(Data supplied)

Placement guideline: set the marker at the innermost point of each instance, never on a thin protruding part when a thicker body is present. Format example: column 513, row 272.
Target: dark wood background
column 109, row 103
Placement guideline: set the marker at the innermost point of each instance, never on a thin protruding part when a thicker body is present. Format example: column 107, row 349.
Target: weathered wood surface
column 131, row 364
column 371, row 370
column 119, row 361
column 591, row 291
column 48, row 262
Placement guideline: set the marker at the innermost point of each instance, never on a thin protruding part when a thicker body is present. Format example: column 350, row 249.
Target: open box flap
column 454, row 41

(End Data supplied)
(Data supplied)

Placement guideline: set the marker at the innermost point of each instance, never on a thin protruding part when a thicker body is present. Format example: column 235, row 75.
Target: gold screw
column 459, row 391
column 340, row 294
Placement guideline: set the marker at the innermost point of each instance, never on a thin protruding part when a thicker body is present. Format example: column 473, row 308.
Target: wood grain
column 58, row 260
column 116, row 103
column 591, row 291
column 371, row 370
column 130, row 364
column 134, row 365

(End Data supplied)

Your task = Show every line in the records above that contains the word "marker".

Finished exercise =
Placement guideline: set the marker at the innermost point of each instance, never on a thin protruding part when a thicker body is present. Format example: column 513, row 272.
Placement guideline: set the marker at the innermost point of each instance, never on a thin protruding part when a thicker body is present. Format example: column 107, row 349.
Placement guideline: set the marker at the innermost point of each instance, never on a thin protruding part when a thicker body is present. Format example: column 350, row 249.
Placement guideline: set the marker at the innermost point of each instance, never on a thin protruding part when a thicker body is present. Format example: column 235, row 75.
Placement guideline: set the marker at the innermost point of each instance, never on a thin protruding part when a thicker body is present. Format example: column 473, row 308.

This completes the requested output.